*THE PROBLEM*. What is needed here is an exact reprint of every record below.
#####
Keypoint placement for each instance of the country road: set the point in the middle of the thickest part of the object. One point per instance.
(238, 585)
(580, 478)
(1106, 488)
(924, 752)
#####
*TASK RESULT*.
Keypoint placement for each instance of the country road: set the point in the middle of the thickest part of the object. One point per instance.
(238, 585)
(580, 478)
(1106, 488)
(924, 752)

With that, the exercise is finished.